What the task asks
Exact reproduction required: the lines below from the line with "Target: hillside" to the line with "Target: rust-colored stain on stone", both ends included, and no others.

Supplied material
──────

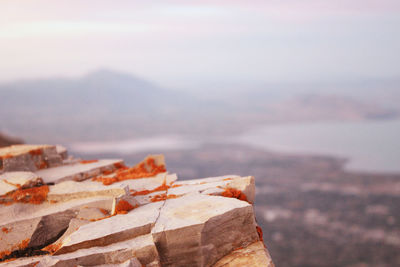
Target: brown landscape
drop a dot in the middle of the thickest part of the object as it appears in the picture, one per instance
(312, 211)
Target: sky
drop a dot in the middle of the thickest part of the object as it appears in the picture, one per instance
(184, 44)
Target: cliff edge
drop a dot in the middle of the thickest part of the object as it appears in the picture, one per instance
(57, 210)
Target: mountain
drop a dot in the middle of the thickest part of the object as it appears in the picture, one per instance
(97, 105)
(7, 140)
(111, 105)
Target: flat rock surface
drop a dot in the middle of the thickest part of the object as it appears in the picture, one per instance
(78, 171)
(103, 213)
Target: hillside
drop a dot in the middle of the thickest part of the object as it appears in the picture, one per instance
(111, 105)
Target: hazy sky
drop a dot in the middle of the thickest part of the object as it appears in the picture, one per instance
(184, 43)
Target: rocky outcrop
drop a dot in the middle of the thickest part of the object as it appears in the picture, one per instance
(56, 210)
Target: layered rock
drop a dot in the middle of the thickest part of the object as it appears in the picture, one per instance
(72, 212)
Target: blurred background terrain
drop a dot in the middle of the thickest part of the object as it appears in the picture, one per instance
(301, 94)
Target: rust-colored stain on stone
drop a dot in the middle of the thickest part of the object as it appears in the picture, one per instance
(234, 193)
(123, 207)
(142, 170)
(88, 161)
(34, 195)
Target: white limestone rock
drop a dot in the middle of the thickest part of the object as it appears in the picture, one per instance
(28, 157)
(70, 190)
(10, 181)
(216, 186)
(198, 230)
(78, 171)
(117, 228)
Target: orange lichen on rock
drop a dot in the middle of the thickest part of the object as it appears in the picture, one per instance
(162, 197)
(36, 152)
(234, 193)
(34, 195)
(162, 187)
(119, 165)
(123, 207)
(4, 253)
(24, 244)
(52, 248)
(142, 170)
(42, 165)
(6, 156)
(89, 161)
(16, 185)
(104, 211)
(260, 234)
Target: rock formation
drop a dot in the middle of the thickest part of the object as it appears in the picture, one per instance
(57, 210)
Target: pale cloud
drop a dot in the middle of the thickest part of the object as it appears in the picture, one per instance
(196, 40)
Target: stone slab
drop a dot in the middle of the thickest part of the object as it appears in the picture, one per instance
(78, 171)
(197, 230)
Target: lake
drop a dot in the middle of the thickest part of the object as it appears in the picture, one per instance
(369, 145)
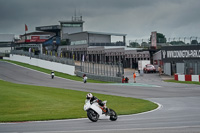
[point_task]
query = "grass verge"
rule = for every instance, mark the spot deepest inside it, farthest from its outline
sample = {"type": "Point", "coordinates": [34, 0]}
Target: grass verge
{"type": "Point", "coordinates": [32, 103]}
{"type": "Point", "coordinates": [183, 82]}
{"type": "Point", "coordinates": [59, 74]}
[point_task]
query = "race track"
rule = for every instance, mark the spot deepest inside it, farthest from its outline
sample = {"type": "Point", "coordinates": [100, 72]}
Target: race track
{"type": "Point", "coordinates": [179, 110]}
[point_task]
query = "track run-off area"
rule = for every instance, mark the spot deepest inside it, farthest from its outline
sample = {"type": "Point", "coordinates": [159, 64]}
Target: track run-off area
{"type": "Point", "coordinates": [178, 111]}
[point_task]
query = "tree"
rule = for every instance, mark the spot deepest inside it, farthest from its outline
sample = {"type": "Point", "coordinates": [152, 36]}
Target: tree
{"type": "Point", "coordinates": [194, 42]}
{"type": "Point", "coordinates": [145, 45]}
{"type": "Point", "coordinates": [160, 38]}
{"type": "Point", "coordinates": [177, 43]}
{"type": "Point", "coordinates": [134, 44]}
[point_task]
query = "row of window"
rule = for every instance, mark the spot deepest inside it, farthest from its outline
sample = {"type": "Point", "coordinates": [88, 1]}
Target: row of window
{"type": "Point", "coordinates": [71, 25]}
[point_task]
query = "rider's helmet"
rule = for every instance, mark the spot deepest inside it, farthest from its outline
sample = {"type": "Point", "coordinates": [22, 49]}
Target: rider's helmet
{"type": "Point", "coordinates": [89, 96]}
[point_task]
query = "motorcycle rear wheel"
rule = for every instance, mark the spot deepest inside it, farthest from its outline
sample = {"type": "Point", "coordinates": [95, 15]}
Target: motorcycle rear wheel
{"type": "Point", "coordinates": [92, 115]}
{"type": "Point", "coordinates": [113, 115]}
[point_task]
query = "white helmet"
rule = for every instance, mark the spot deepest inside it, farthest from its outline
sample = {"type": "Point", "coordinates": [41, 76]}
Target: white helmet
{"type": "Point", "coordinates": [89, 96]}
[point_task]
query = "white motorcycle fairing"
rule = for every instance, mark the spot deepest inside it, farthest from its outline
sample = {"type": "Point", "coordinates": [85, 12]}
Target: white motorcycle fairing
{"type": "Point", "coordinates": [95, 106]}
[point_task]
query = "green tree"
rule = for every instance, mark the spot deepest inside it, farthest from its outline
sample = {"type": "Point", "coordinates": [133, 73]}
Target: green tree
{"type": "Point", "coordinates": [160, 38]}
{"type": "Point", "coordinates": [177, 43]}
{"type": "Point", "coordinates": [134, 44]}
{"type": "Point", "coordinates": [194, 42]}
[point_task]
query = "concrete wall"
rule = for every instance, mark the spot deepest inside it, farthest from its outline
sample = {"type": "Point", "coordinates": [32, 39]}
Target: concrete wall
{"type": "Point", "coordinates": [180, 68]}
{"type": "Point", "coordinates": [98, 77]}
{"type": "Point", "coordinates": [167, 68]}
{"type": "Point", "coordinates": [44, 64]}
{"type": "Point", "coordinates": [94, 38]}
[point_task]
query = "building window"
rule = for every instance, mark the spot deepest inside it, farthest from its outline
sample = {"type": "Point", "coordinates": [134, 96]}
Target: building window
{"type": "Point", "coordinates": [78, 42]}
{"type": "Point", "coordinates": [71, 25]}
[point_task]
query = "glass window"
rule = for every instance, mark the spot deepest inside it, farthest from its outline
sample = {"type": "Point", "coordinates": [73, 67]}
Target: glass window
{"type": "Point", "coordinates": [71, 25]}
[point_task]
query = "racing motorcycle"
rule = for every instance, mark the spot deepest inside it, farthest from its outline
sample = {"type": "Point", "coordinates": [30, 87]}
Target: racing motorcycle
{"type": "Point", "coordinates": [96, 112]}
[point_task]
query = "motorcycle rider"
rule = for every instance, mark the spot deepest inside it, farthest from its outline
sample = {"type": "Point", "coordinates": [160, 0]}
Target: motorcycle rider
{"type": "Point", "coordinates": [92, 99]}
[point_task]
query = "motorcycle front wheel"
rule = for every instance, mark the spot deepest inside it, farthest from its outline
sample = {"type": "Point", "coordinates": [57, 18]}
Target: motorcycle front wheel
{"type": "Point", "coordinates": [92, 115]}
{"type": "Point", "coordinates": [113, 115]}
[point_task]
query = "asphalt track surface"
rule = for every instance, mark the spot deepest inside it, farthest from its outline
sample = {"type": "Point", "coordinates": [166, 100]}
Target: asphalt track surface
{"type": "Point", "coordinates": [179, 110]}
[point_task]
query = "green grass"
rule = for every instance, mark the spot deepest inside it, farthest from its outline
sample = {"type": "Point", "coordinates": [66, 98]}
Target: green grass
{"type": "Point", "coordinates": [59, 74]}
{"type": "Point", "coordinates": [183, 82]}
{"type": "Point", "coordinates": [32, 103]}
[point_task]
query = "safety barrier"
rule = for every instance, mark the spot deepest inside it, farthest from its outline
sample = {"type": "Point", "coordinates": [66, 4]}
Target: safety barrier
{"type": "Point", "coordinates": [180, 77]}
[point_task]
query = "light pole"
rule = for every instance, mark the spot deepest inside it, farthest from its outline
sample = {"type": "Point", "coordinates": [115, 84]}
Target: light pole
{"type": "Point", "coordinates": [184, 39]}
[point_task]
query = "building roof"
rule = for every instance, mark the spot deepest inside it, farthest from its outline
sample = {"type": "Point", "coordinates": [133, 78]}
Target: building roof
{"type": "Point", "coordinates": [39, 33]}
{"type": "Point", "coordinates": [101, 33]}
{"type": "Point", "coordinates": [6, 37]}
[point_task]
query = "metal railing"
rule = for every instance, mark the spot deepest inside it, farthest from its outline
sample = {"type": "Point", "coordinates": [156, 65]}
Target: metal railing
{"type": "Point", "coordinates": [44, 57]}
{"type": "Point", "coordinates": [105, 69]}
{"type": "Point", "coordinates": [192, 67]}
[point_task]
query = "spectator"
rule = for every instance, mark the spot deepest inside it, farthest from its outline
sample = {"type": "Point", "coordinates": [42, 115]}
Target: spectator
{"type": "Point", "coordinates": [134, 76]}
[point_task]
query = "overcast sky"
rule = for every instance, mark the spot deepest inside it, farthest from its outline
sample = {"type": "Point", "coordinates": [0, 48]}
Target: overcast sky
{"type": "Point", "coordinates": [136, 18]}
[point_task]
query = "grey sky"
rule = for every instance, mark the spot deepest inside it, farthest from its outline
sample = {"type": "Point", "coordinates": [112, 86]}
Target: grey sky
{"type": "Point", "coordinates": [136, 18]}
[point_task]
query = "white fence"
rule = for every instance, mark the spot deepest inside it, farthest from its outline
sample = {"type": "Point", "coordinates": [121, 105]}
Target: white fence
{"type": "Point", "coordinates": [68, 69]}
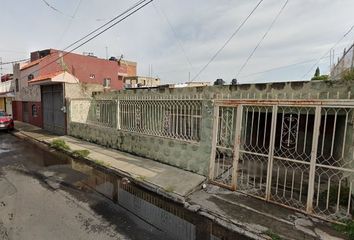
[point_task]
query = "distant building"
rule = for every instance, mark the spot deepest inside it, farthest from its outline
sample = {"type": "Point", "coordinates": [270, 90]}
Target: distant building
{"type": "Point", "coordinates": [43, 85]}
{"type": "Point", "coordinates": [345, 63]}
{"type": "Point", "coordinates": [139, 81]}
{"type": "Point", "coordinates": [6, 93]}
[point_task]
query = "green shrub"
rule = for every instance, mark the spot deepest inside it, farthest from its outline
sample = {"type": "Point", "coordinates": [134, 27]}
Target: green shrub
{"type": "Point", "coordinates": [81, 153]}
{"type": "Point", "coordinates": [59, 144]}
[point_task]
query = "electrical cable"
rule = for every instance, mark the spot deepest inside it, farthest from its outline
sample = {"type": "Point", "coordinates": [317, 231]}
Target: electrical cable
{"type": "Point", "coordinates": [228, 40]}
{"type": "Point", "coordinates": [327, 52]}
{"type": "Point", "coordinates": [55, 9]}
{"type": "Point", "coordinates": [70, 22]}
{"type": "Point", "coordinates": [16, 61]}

──────

Solution to this task
Target: hillside
drop a dot in the middle of the thickest part of the object as it appears in the picture, one per instance
(111, 105)
Target: hazy sky
drop a dot in the middle of the thickest part of the object as it appears in the picture, one per instance
(184, 43)
Target: rocky outcrop
drop a dot in the middle of the thickest part of the object as it appears in the picture, one per instance
(56, 210)
Target: layered rock
drop a dot in the middle of the thickest part of the object as it appears in the picture, one per instance
(72, 212)
Target: blurred background terrain
drop a dot in the middle of the thickest part of the object as it appears in the picture, one per instance
(301, 94)
Target: rust-colored stain on stone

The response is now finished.